Pointing dataset entries:
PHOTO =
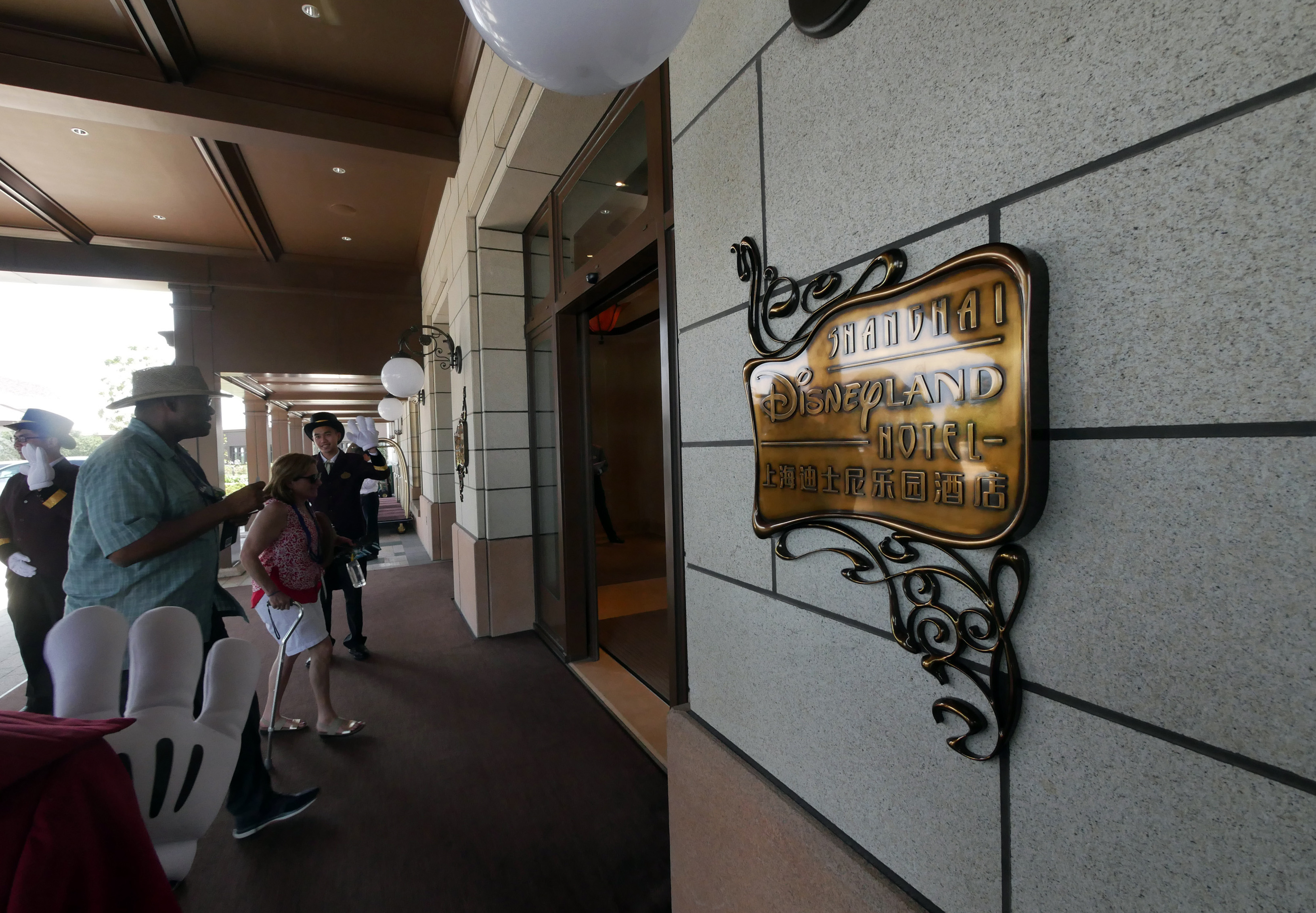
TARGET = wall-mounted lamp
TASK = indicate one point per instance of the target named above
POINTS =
(403, 376)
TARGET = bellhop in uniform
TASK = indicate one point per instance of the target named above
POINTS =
(341, 476)
(36, 510)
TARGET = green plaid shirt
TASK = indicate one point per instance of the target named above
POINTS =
(127, 489)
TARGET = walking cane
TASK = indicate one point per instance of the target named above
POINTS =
(278, 665)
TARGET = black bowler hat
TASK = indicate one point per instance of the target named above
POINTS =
(324, 420)
(48, 425)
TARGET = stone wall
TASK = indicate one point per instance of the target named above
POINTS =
(1160, 160)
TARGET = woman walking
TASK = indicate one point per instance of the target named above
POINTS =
(286, 552)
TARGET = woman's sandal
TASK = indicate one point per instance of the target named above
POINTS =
(285, 725)
(353, 727)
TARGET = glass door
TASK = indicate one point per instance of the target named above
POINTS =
(561, 603)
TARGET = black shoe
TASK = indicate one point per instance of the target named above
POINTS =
(281, 808)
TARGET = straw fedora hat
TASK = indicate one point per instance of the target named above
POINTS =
(166, 381)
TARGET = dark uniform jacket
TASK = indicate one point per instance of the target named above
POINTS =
(37, 523)
(340, 490)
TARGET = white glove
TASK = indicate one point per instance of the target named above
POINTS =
(40, 473)
(368, 439)
(21, 565)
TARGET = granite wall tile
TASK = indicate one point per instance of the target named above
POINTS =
(1106, 819)
(718, 202)
(843, 719)
(1172, 582)
(920, 115)
(1185, 277)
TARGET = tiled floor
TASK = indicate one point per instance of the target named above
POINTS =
(396, 550)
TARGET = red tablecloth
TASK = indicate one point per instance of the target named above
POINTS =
(71, 835)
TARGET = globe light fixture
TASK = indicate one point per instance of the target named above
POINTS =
(582, 46)
(403, 377)
(391, 409)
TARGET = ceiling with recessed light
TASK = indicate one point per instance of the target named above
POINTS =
(233, 128)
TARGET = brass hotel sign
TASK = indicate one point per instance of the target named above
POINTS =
(911, 406)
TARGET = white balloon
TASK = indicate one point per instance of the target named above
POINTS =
(402, 377)
(391, 409)
(582, 46)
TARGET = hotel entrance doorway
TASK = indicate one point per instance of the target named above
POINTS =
(627, 485)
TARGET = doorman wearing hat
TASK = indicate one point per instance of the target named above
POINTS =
(340, 498)
(35, 512)
(147, 532)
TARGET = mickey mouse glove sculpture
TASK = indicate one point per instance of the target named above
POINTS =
(181, 766)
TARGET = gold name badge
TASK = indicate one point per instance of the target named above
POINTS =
(912, 406)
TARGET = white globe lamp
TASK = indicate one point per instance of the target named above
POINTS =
(582, 46)
(391, 409)
(402, 377)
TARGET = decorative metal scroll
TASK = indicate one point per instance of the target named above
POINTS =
(910, 406)
(460, 450)
(430, 341)
(947, 637)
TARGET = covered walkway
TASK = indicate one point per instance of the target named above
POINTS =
(487, 779)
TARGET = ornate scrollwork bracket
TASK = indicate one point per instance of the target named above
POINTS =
(461, 454)
(940, 607)
(431, 341)
(768, 287)
(923, 623)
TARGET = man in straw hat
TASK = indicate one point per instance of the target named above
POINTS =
(35, 512)
(147, 532)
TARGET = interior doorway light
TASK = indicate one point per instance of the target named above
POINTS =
(582, 46)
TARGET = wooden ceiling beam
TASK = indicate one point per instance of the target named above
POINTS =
(39, 203)
(231, 173)
(86, 81)
(161, 32)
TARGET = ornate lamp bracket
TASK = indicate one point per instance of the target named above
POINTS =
(431, 341)
(460, 450)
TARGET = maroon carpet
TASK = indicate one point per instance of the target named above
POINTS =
(486, 779)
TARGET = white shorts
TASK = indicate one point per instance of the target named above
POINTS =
(278, 621)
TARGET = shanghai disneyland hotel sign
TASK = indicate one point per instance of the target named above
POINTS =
(920, 407)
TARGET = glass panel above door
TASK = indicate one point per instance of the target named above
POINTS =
(612, 193)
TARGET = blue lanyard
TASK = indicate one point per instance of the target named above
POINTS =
(315, 556)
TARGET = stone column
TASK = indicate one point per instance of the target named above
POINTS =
(258, 440)
(278, 432)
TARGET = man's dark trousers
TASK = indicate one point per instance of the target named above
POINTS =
(36, 604)
(336, 578)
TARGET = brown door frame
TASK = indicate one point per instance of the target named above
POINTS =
(645, 245)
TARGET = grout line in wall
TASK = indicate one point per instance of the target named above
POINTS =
(1224, 756)
(743, 306)
(729, 83)
(1006, 862)
(818, 816)
(763, 177)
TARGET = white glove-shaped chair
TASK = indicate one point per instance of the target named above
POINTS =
(181, 766)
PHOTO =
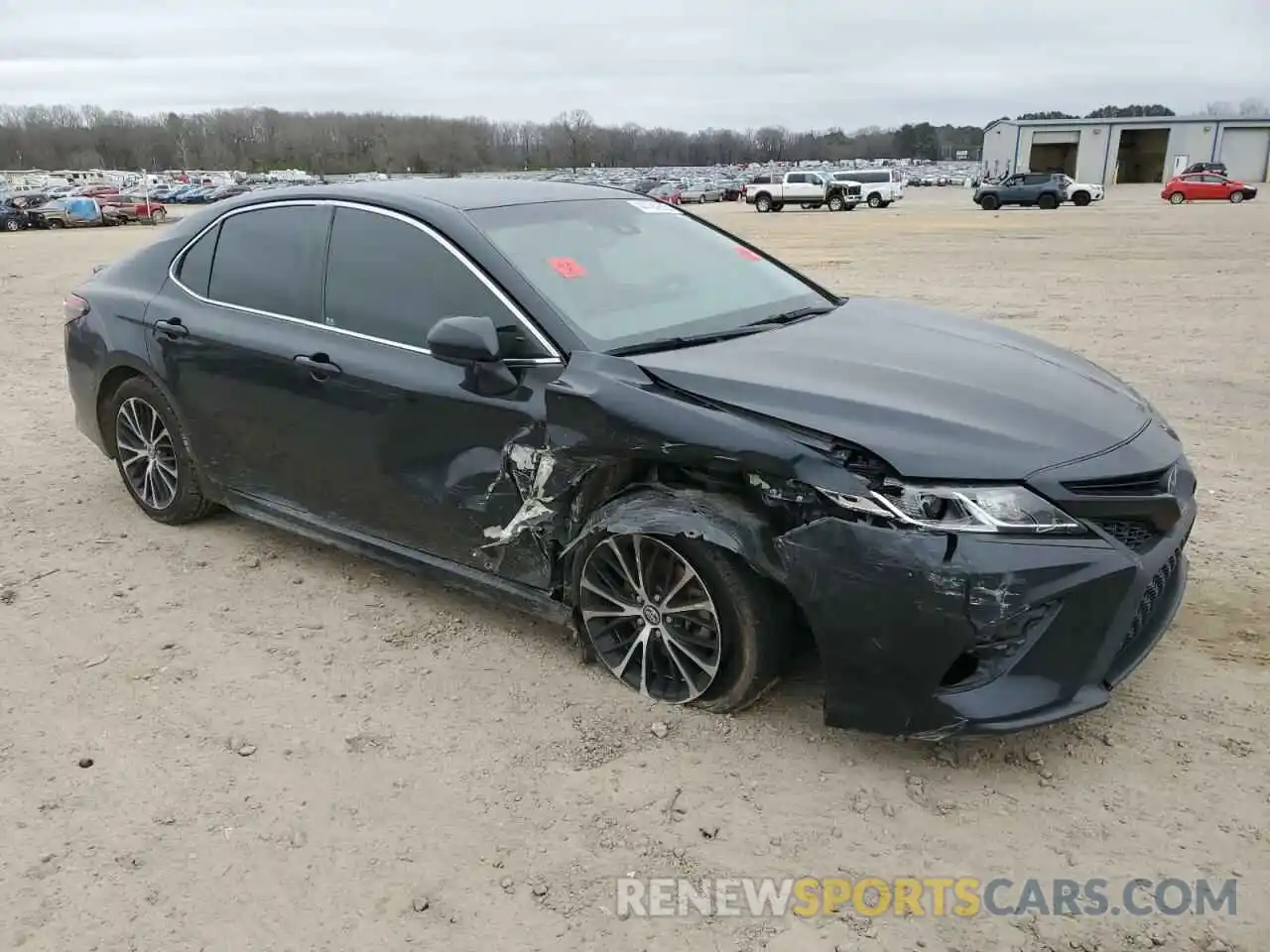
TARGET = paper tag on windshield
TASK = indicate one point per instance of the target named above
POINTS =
(652, 207)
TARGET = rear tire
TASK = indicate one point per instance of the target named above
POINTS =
(749, 643)
(150, 454)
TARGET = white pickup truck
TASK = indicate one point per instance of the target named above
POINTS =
(771, 191)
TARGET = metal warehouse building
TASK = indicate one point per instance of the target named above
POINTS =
(1141, 149)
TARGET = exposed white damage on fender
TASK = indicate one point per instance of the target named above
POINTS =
(531, 470)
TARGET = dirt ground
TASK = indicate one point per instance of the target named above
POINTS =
(296, 749)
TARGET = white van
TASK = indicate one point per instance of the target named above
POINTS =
(879, 186)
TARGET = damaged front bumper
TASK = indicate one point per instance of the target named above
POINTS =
(933, 635)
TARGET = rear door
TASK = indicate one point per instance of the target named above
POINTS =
(225, 336)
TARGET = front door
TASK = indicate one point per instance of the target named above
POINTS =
(430, 445)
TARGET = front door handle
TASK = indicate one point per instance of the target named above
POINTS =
(172, 329)
(318, 366)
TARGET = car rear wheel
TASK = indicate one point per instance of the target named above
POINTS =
(679, 620)
(150, 454)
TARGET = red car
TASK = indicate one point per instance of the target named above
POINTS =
(136, 208)
(1205, 186)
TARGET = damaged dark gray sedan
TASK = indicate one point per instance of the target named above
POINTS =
(631, 420)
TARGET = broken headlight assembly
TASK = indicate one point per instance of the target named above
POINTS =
(1000, 509)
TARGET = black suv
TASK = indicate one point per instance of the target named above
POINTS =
(1028, 188)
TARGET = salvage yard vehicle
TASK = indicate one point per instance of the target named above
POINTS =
(13, 216)
(1080, 193)
(771, 191)
(1206, 186)
(135, 208)
(624, 417)
(1033, 188)
(879, 186)
(73, 212)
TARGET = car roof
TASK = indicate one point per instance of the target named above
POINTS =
(460, 194)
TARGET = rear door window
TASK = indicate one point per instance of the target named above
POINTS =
(271, 259)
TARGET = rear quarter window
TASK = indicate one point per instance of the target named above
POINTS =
(194, 268)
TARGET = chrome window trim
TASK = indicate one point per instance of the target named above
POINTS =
(388, 213)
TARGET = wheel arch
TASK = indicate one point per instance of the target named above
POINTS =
(126, 368)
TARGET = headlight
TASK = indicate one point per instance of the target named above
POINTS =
(1003, 509)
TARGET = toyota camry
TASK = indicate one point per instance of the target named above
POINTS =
(630, 420)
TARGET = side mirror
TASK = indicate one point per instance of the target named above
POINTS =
(463, 340)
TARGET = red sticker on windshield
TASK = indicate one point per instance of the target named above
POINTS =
(567, 267)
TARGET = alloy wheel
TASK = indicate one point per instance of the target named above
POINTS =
(651, 619)
(146, 453)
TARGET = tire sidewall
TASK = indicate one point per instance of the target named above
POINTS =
(738, 657)
(190, 497)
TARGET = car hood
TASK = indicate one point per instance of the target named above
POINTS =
(935, 395)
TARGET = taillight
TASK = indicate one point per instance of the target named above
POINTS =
(73, 307)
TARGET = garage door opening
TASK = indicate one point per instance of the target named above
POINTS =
(1055, 157)
(1141, 157)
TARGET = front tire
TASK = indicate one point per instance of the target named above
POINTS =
(150, 454)
(677, 620)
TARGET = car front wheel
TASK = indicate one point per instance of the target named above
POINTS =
(150, 454)
(679, 620)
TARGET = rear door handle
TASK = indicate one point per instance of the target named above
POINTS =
(318, 366)
(172, 329)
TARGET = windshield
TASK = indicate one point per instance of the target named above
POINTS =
(627, 272)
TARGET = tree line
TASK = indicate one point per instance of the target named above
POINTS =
(258, 140)
(1248, 108)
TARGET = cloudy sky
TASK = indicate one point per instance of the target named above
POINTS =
(804, 63)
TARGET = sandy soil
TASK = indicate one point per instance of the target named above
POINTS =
(407, 747)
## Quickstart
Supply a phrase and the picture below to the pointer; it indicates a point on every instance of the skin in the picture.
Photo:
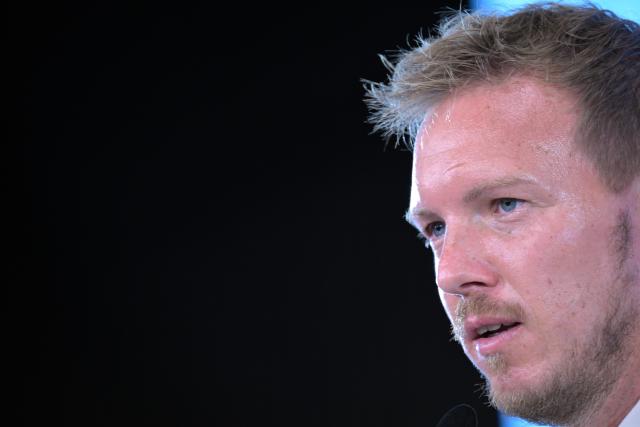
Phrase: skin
(551, 258)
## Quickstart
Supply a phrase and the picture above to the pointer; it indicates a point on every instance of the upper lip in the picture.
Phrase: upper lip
(473, 323)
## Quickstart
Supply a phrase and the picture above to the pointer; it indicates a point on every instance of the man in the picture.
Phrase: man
(526, 186)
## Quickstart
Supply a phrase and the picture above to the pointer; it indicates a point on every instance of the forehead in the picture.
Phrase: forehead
(521, 127)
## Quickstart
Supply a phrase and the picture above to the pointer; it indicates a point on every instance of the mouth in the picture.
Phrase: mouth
(492, 330)
(490, 335)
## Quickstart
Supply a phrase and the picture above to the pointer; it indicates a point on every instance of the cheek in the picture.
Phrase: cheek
(449, 303)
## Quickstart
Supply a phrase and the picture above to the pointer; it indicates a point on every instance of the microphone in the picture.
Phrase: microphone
(462, 415)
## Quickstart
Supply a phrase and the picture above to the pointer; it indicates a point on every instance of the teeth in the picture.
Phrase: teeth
(484, 329)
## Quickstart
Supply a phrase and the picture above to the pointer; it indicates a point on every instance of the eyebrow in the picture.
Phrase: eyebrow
(471, 195)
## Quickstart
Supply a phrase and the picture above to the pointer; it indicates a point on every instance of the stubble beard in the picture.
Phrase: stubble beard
(587, 374)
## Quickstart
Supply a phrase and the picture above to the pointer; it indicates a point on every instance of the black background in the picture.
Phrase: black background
(215, 237)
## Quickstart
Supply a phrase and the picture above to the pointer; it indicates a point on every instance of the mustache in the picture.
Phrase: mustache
(481, 305)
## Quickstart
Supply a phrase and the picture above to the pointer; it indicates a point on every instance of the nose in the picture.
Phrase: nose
(463, 263)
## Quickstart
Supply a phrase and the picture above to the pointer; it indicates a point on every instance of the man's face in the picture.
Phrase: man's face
(531, 250)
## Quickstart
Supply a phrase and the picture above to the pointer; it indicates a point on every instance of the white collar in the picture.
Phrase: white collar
(633, 418)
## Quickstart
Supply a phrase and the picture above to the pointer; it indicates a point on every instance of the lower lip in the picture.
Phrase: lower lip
(488, 346)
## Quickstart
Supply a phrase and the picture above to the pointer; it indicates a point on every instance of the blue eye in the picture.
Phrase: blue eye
(507, 205)
(435, 229)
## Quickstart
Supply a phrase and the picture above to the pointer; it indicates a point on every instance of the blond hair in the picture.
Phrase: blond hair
(589, 51)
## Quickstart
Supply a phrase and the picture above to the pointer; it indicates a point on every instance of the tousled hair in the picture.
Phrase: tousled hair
(586, 50)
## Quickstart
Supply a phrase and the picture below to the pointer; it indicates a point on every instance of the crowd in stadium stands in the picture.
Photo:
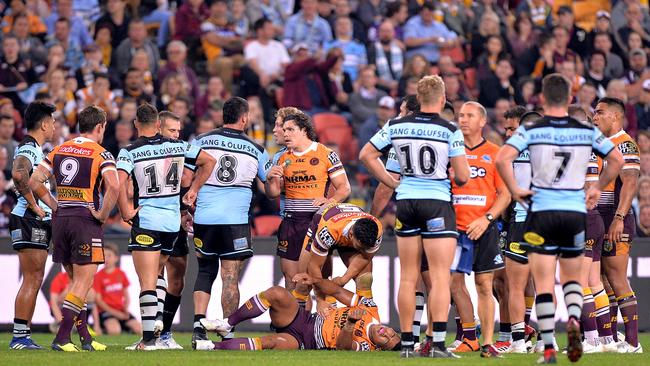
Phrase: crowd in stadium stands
(353, 58)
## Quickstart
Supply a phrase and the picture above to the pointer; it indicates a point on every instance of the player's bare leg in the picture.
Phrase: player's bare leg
(230, 271)
(282, 307)
(440, 255)
(465, 309)
(147, 266)
(409, 250)
(500, 285)
(616, 270)
(32, 268)
(81, 277)
(518, 279)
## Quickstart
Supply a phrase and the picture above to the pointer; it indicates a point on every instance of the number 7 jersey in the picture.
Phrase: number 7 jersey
(156, 166)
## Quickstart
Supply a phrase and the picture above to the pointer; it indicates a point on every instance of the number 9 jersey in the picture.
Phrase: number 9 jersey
(424, 144)
(156, 167)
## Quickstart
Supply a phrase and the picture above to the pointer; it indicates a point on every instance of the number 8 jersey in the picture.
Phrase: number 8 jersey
(423, 143)
(560, 150)
(156, 167)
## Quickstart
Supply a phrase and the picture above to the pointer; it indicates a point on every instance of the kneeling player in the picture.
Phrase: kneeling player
(355, 327)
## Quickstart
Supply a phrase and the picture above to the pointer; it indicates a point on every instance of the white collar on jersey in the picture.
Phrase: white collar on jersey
(312, 147)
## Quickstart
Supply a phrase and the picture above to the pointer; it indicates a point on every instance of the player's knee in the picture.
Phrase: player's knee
(207, 273)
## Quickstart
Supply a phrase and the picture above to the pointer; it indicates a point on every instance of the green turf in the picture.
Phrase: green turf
(117, 356)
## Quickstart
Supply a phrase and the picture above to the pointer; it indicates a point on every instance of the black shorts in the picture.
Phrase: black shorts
(77, 239)
(145, 240)
(480, 256)
(560, 233)
(514, 249)
(595, 235)
(629, 230)
(292, 233)
(180, 245)
(104, 316)
(428, 218)
(223, 241)
(29, 233)
(302, 329)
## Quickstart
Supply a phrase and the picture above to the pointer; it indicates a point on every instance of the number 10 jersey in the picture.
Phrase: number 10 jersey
(156, 166)
(225, 198)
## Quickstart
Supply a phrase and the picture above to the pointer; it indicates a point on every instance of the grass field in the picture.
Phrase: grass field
(117, 356)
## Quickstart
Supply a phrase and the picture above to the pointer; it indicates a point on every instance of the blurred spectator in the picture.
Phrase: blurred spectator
(266, 59)
(642, 107)
(426, 36)
(364, 102)
(385, 111)
(222, 46)
(498, 86)
(112, 296)
(303, 79)
(31, 48)
(396, 14)
(416, 67)
(238, 18)
(596, 73)
(63, 99)
(116, 20)
(213, 91)
(16, 73)
(92, 64)
(18, 8)
(78, 29)
(615, 67)
(354, 53)
(176, 63)
(388, 57)
(99, 94)
(188, 20)
(307, 27)
(138, 39)
(269, 9)
(134, 87)
(7, 126)
(522, 36)
(577, 35)
(540, 12)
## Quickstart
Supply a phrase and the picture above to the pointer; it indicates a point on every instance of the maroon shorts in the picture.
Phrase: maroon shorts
(291, 234)
(595, 235)
(629, 230)
(302, 328)
(77, 239)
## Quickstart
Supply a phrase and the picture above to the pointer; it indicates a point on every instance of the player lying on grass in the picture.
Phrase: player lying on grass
(354, 327)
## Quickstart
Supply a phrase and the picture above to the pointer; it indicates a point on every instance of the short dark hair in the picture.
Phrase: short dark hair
(529, 117)
(146, 114)
(304, 123)
(366, 231)
(412, 104)
(576, 111)
(36, 112)
(260, 23)
(165, 115)
(556, 90)
(613, 102)
(233, 109)
(90, 117)
(515, 112)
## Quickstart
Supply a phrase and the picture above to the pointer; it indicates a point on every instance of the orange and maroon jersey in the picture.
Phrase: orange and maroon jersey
(307, 176)
(332, 224)
(475, 198)
(78, 165)
(335, 320)
(631, 160)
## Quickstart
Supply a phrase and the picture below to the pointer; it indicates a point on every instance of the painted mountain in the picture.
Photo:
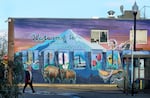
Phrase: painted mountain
(67, 40)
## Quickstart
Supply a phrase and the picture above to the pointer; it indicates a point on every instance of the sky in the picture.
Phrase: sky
(65, 9)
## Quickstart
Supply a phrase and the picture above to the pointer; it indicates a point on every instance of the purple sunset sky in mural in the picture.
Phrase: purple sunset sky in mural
(25, 28)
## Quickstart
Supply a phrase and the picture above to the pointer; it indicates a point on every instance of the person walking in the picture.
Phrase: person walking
(28, 79)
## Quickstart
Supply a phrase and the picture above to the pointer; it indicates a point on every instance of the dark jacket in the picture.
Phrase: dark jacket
(27, 77)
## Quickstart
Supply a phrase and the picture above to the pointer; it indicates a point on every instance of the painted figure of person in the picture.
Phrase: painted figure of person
(28, 79)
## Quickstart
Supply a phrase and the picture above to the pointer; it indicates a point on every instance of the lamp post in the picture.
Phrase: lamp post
(135, 10)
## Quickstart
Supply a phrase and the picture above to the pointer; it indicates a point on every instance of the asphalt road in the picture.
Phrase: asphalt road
(79, 92)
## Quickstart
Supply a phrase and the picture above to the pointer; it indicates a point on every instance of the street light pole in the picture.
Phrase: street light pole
(135, 10)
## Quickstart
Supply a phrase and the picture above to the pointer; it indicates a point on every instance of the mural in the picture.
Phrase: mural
(65, 53)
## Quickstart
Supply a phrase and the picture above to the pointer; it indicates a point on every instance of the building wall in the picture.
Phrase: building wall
(32, 34)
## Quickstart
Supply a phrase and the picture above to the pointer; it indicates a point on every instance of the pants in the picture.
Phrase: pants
(30, 84)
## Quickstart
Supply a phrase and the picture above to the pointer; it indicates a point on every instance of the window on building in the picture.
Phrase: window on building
(141, 36)
(79, 59)
(99, 36)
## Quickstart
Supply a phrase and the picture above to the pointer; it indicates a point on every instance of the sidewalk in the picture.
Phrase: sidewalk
(78, 91)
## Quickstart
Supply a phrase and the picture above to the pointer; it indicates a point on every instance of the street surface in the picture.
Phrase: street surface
(79, 92)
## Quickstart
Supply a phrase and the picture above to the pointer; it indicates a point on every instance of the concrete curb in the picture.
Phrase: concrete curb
(74, 85)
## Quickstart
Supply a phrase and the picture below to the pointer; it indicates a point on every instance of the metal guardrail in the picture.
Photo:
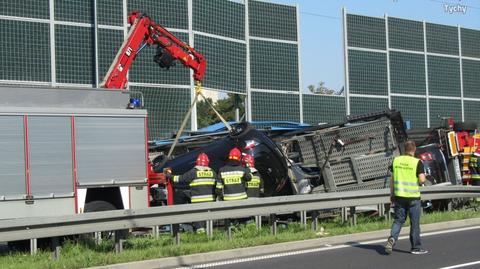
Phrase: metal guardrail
(42, 227)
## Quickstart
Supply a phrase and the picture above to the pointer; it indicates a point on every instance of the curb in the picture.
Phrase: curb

**What you are asked to do:**
List every line in the entries above that contains the word "damaged", matching case exactly.

**Result:**
TARGET = damaged front bumper
TARGET = damaged dark gray sedan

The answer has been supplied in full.